» GIVEN EXERCISE
Arrange the entries below as a numbered list, leaving out any blank lines.
>> start
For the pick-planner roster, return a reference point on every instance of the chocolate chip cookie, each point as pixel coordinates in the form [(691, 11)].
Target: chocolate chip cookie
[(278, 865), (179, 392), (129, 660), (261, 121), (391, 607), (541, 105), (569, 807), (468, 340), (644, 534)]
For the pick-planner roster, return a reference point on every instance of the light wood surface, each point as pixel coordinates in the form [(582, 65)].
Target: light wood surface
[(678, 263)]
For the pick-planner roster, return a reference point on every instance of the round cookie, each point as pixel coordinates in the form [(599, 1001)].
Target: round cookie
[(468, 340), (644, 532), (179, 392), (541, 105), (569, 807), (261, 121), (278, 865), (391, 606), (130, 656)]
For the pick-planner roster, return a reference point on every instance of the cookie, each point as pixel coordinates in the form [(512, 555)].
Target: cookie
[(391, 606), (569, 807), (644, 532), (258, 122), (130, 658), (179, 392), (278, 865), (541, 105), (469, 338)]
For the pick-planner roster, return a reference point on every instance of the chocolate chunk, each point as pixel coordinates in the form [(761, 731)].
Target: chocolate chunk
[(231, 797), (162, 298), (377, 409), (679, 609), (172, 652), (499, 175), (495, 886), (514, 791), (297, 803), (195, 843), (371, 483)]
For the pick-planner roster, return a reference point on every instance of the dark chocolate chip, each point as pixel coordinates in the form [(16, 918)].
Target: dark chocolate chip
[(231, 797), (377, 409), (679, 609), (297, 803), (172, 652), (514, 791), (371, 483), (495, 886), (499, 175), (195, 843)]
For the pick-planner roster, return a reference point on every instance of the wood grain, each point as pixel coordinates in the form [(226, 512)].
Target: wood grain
>> end
» FULL SOLUTION
1. For the pick-planner roster, return a reference point on every instance of the chocolate chip cookie, each point as pixel coordinates in the form [(691, 11)].
2. Target: chocolate chip cookie
3. [(278, 865), (179, 392), (129, 660), (261, 121), (391, 607), (541, 105), (569, 807), (468, 340), (644, 534)]
4. For the pick-planner roster, return a reference point on every instance of the light wood surface, each point as pixel coordinates in the form [(582, 65)].
5. Target: light wood surface
6. [(678, 263)]
7. For the pick-planner roster, return a reference point on every instance of the round cookie, each point as pixel coordinates in the form [(599, 1001)].
8. Target: round cookie
9. [(468, 340), (644, 532), (179, 392), (541, 105), (569, 807), (261, 121), (278, 865), (391, 606), (130, 656)]
10. For the pick-planner roster, return a reference point on every instance of the cookie, each point as pixel coordinates in the form [(512, 555)].
11. Target: cookie
12. [(391, 606), (569, 807), (644, 532), (258, 122), (130, 658), (179, 392), (278, 865), (541, 105), (469, 338)]
13. For the pick-planner roster, return a reference point on every instance of the chocolate chunk, each point as pixel coordinates in the form [(761, 731)].
14. Target: chocolate chunk
15. [(231, 797), (162, 298), (377, 409), (679, 609), (172, 652), (499, 175), (495, 886), (514, 791), (297, 803), (195, 843), (371, 483)]
16. For the pick-planner roster, return a reference point on every instance of the dark chocolate chip, each point as pixel coordinates in the form [(16, 918)].
17. Target: dark chocolate chip
18. [(231, 797), (377, 409), (679, 609), (297, 803), (172, 652), (514, 791), (371, 483), (495, 886), (499, 175), (195, 843)]
19. For the pick-planner roster, return a reference point on every instance of the wood grain, each point as pixel coordinates in the form [(226, 512)].
20. Target: wood grain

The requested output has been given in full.